TO BE DONE:
Put the entries from the line with "Question. Indicate one point on each instance of the van window" through the line with "Question. Indicate one point on each instance of the crate", both included, into a numbered list, leaving out any blank lines.

SUPPLIED RECORDS:
══════════

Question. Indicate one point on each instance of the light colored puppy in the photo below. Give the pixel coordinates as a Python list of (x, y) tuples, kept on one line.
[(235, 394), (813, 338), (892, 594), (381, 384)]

══════════

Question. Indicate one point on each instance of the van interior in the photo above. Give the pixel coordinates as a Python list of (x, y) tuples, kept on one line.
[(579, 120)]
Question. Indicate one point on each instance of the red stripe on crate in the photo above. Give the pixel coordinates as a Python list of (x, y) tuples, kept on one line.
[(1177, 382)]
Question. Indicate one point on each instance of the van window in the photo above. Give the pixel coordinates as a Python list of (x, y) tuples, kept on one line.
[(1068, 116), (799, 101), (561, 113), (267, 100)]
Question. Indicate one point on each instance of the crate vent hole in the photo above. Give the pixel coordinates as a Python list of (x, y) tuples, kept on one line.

══════════

TASK ANSWER:
1. Question. Indicate one point on each instance of the van window in the photo above. Give the pixel coordinates as a Python list of (x, y) tuples, kept on one line.
2. [(1068, 116), (799, 101), (561, 113), (267, 100)]
3. Question. Indicate one point on each instance of the crate vent hole in the photo above. Give the pixel coordinates as a Python list of (x, y) tuples, kept on one line.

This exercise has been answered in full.